>>>>

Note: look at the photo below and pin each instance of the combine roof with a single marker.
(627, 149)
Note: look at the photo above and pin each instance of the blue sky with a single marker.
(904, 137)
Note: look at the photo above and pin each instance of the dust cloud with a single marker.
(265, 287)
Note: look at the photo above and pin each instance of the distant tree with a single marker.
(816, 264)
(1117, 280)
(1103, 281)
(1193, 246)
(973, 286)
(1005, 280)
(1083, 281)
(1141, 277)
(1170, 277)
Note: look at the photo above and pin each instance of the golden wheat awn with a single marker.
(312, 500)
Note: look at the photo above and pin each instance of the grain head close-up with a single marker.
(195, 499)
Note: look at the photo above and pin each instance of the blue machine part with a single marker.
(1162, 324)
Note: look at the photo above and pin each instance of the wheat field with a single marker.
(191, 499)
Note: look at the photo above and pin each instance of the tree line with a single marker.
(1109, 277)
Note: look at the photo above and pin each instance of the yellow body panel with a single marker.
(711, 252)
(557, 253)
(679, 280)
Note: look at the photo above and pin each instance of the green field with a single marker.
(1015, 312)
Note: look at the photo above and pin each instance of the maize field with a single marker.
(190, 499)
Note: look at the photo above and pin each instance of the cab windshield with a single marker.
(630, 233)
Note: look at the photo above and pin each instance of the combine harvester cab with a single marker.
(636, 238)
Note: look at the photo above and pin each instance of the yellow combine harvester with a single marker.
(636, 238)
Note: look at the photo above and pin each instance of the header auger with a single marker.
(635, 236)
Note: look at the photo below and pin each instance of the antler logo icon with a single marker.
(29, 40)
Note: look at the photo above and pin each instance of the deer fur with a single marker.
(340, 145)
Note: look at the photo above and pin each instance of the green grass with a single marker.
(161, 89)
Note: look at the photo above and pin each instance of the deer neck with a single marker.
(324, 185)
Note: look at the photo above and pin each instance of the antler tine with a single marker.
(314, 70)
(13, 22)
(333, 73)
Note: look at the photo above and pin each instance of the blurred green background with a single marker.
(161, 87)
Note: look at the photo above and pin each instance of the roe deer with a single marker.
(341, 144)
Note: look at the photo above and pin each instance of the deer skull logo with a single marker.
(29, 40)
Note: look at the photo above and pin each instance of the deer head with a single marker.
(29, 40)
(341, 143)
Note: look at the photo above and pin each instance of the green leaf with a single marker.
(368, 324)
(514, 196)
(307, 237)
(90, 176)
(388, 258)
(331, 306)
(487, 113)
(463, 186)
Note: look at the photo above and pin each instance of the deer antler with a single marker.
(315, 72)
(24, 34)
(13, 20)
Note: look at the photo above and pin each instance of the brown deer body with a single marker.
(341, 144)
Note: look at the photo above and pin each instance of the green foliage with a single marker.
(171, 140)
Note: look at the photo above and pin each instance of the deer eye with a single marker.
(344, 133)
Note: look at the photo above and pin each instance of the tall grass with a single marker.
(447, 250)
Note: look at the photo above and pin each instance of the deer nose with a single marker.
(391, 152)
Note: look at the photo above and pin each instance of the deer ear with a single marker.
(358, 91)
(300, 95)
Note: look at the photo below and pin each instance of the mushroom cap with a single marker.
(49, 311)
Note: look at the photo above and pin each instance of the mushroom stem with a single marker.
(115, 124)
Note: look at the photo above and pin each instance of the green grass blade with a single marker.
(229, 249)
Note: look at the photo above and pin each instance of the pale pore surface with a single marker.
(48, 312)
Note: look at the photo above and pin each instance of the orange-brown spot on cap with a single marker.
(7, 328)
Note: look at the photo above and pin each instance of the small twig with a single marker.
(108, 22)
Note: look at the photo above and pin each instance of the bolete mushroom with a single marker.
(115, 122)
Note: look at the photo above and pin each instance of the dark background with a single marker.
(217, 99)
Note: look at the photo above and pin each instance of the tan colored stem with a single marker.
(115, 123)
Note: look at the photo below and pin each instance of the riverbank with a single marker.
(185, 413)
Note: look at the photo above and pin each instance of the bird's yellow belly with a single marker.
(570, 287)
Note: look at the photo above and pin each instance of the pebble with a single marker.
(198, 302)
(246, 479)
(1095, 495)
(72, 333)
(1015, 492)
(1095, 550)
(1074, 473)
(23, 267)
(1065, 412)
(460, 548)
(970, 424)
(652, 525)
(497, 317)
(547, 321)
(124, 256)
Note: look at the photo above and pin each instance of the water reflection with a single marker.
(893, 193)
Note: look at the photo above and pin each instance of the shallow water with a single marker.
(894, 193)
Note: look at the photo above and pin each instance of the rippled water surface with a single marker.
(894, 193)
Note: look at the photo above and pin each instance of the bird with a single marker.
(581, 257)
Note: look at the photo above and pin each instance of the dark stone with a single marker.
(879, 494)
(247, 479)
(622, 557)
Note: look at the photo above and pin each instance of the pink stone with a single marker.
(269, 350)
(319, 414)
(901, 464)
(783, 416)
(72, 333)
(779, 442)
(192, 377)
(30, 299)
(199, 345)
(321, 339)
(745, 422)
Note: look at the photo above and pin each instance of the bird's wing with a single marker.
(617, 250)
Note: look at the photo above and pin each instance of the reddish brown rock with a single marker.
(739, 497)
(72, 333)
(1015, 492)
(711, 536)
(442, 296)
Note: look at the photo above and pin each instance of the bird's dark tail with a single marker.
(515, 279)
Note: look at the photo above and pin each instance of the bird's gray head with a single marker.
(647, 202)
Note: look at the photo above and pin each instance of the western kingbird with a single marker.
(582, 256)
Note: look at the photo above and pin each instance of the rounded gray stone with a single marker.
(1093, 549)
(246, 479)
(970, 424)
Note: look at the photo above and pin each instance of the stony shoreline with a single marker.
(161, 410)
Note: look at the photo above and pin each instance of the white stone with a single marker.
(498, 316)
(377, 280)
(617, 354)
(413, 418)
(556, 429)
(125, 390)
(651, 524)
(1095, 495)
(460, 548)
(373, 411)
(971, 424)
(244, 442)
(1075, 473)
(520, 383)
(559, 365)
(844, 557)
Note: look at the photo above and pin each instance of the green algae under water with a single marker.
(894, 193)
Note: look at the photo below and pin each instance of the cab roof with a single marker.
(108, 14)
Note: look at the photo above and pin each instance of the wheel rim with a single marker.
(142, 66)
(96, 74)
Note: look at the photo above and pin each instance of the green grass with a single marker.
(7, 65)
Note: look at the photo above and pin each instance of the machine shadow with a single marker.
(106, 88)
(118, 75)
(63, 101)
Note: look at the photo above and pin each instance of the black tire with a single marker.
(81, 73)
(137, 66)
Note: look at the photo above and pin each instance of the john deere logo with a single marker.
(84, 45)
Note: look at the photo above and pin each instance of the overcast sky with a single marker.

<<<<

Copy out exactly the lines running from the line with "rim with a single marker." to the end of the records, inclusive.

Correct answer:
Note: look at the photo above and pin each instance of the wheel rim with a single marker.
(142, 66)
(96, 74)
Note: look at the photo above and pin each instance of the green grass with a single marker.
(7, 65)
Note: look at the photo above and pin each instance of the machine shadow with a single marker.
(106, 88)
(118, 75)
(63, 101)
Note: look at the photo above and pin each instance of the black tire with a single marker.
(81, 73)
(137, 66)
Note: look at the photo above and pin each instance of the john deere logo with a single marker.
(84, 45)
Note: look at the photo above and pin each instance of the overcast sky with a single marker.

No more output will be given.